*Written problem:*
In the listing below, take the part that opens with the line containing "Goal: find the long-billed curlew" and closes with the line containing "left=0, top=0, right=500, bottom=332", and give it back with "breaking wave" changed to "crashing wave" and everything else left the same.

*Material for this exercise:*
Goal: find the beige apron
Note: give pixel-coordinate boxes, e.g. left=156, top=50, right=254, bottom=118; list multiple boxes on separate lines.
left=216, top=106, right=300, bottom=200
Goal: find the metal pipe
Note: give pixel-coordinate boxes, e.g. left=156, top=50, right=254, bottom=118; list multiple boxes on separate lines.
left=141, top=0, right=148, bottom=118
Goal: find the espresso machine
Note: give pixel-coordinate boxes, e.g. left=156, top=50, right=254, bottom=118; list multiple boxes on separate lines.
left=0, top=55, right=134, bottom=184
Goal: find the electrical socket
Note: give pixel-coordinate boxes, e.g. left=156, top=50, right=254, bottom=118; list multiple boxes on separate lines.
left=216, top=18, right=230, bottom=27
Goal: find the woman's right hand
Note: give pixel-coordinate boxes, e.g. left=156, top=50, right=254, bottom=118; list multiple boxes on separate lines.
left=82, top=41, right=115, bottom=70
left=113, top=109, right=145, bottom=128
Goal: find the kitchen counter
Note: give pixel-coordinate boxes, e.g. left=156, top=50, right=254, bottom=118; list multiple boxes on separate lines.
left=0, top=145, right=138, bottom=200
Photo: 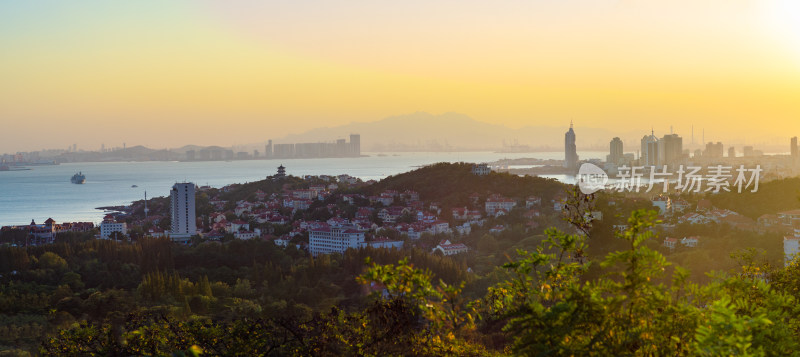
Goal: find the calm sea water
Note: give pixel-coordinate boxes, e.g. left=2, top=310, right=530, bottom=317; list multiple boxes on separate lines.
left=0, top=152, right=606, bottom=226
--
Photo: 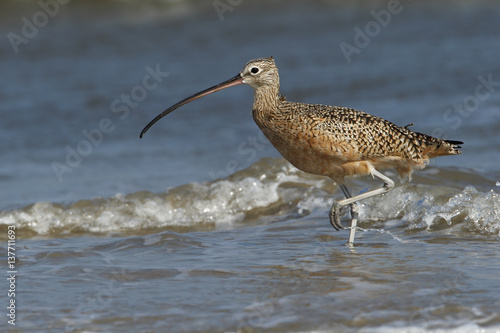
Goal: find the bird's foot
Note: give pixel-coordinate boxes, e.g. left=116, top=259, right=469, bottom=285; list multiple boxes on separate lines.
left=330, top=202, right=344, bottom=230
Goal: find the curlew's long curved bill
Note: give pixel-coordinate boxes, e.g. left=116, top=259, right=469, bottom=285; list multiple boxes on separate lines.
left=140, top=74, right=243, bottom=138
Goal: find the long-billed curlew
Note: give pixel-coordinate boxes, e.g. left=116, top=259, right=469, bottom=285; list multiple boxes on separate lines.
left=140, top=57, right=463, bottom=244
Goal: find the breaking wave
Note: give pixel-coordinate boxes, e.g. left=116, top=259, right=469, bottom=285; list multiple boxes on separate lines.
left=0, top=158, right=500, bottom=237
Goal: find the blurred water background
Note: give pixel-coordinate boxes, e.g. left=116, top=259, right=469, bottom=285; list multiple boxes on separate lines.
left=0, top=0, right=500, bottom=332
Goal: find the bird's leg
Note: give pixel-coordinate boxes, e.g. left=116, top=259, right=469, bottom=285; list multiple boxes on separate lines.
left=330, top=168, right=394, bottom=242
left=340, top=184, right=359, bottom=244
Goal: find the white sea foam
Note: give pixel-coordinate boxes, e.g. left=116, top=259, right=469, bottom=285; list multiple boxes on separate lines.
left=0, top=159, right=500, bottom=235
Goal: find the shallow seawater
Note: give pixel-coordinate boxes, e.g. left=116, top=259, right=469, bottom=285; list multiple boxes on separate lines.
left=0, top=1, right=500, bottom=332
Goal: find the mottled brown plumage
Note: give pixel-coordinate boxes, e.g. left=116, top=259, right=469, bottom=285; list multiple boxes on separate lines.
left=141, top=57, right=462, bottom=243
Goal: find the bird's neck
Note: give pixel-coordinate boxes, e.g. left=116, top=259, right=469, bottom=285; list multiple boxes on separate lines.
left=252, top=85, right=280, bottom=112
--
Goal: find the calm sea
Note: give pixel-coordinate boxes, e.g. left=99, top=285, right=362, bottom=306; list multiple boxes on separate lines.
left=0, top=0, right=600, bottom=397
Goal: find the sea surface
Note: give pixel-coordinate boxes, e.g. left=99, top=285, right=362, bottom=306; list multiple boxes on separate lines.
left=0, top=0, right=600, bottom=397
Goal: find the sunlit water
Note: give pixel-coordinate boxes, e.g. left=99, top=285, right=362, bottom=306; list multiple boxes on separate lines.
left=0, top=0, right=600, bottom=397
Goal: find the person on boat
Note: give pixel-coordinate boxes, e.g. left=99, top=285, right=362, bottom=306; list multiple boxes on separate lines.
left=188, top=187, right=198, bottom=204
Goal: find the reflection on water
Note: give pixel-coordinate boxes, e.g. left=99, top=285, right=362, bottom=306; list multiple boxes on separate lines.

*Answer:*
Goal: find the long-billed curlew
Note: give pixel-coordinate boxes, e.g. left=116, top=259, right=469, bottom=285; list multiple boxes on separate lines.
left=140, top=57, right=463, bottom=244
Goal: find the crashing wave
Note: give pixel-coordinate boxes, e.g. left=116, top=259, right=469, bottom=285; list multiple boxes on separate lines.
left=0, top=158, right=500, bottom=237
Goal: find the blurred water background
Note: give pixel-coordinate boxes, e.g. left=116, top=259, right=469, bottom=285; list multiple boxes on separate lines.
left=0, top=0, right=500, bottom=332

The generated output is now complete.